■ **Task to complete**
Reproduce, with no alteration, the span of lines that begins at the line containing "the street lamp" and ends at the last line of the records, both ends included, and nothing else.

(Information given)

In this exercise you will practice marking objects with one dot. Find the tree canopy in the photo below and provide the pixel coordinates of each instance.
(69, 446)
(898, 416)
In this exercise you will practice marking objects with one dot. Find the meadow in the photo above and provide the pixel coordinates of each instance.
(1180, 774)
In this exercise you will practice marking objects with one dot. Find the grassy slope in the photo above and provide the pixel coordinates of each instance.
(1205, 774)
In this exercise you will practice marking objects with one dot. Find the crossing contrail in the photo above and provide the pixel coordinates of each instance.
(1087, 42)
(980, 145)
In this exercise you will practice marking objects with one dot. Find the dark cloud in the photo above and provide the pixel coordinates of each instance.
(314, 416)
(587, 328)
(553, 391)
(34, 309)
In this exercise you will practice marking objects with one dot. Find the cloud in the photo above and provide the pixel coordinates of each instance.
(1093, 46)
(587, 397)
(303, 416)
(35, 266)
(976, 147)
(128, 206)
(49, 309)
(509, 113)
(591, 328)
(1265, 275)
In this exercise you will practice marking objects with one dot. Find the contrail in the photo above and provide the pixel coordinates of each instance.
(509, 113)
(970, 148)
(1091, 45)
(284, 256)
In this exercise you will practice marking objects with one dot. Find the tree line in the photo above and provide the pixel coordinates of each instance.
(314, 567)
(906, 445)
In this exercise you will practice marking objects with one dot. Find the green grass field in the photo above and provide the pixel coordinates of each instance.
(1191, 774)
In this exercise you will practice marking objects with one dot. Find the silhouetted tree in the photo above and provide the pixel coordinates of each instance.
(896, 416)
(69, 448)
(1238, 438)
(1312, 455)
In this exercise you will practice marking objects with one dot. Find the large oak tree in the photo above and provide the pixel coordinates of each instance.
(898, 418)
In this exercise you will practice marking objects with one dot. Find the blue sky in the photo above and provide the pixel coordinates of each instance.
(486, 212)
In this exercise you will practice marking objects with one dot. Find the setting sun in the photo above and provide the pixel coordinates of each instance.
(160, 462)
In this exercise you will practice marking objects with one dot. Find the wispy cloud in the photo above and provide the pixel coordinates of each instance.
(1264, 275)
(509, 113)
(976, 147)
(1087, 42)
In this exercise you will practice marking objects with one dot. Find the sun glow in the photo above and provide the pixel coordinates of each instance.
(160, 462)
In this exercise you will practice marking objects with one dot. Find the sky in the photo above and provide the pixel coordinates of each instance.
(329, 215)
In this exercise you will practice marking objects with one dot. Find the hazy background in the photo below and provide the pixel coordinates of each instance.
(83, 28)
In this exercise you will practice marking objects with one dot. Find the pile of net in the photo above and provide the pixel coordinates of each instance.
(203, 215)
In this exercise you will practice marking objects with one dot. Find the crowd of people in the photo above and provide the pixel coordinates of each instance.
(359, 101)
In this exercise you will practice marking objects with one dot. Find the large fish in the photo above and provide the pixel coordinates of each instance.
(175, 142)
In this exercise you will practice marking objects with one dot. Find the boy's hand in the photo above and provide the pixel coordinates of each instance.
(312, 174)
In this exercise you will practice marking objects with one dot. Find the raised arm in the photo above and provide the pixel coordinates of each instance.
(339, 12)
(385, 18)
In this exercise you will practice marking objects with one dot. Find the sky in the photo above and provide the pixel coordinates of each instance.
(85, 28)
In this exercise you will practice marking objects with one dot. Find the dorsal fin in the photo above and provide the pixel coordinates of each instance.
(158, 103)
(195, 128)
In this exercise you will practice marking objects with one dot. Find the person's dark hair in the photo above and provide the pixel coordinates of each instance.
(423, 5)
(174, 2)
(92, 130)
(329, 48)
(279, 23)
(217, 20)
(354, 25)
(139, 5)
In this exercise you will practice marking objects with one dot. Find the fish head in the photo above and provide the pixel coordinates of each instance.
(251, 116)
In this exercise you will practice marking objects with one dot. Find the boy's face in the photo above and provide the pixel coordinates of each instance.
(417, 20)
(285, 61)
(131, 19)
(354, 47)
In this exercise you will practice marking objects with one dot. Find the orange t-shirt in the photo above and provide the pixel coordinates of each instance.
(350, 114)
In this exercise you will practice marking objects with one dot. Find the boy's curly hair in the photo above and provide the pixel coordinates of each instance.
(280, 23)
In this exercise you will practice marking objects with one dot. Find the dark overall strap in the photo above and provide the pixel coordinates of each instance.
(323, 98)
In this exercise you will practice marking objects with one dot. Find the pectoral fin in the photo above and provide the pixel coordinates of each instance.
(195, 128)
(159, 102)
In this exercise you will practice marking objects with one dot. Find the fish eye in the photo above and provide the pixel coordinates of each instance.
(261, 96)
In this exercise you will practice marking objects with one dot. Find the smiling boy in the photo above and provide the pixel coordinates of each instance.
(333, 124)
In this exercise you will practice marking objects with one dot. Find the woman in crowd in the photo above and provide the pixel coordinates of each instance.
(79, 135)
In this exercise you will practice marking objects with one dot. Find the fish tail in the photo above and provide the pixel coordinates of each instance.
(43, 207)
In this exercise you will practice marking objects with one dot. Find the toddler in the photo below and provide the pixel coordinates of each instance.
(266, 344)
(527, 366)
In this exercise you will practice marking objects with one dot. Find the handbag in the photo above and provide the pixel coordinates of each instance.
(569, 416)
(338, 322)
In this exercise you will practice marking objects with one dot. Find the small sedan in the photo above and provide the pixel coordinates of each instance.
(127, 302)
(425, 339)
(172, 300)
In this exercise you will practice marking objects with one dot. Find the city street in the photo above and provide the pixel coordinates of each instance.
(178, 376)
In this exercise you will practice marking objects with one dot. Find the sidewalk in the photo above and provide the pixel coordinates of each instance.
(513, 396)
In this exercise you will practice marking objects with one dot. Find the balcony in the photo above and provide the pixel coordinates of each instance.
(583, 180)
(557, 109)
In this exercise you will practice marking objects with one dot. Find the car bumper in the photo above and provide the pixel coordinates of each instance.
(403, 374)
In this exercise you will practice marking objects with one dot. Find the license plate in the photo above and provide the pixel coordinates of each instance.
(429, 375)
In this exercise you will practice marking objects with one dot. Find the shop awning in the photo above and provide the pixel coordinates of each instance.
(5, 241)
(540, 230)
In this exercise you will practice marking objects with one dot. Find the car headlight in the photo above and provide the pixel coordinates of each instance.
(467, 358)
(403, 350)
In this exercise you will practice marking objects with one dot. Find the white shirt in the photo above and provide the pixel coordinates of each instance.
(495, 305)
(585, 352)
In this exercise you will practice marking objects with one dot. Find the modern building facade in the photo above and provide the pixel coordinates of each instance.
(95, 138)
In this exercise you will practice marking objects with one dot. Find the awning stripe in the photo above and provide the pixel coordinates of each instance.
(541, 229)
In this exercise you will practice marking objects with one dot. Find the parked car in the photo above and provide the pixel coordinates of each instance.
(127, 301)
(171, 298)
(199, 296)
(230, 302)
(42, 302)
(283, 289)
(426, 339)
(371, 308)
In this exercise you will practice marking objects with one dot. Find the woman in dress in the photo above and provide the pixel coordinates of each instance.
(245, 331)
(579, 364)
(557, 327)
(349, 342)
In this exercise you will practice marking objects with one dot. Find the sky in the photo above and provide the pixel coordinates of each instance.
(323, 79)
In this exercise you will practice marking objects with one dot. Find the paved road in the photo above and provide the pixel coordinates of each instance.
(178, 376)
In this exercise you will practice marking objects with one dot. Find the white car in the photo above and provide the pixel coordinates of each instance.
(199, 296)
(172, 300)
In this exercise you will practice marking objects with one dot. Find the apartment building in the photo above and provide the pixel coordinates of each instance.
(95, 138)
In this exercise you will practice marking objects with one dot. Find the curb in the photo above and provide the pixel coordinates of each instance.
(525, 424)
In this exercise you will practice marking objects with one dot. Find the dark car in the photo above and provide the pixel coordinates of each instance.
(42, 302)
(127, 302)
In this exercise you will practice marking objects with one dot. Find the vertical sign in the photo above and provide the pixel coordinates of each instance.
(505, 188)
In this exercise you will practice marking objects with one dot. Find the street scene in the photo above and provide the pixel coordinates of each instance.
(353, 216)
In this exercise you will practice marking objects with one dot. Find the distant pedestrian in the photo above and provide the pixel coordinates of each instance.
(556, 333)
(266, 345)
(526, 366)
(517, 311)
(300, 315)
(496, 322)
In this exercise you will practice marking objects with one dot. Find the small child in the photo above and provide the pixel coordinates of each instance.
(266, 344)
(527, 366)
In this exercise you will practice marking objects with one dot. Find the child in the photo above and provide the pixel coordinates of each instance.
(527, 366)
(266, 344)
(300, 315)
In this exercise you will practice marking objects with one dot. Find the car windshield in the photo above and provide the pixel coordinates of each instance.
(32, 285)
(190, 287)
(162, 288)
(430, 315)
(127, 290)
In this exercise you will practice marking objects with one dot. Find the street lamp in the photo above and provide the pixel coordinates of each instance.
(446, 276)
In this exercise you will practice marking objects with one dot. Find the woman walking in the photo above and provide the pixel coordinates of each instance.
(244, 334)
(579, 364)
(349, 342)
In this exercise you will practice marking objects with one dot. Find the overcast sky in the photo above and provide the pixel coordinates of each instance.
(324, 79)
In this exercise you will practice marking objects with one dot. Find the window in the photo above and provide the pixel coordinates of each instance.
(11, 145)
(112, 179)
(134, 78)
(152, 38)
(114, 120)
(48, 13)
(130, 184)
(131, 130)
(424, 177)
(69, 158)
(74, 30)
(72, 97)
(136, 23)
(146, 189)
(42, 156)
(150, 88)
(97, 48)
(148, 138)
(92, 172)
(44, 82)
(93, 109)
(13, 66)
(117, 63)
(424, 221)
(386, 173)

(End Information given)

■ **Output for this task**
In this exercise you will practice marking objects with one dot. Find the street lamp in the photo above and provide the pixel coordinates of each instance.
(446, 276)
In this exercise you will practice marking objects with one dot. Find the woman walking in the photo above and provide the pixel coordinates of each instance.
(244, 334)
(579, 364)
(349, 342)
In this exercise you will practice marking objects with one dot. Find the overcast sky in the photo above and provide the pixel coordinates of each instance.
(324, 79)
In this exercise you will practice marking objects with one dot. Find the window in the photo above and provide the pixel coordinates of each instance.
(11, 145)
(112, 179)
(134, 78)
(152, 38)
(114, 120)
(48, 13)
(130, 184)
(131, 130)
(424, 177)
(69, 158)
(74, 30)
(72, 97)
(136, 23)
(146, 189)
(42, 156)
(150, 88)
(97, 48)
(148, 138)
(92, 172)
(44, 82)
(93, 109)
(13, 66)
(117, 63)
(424, 221)
(386, 173)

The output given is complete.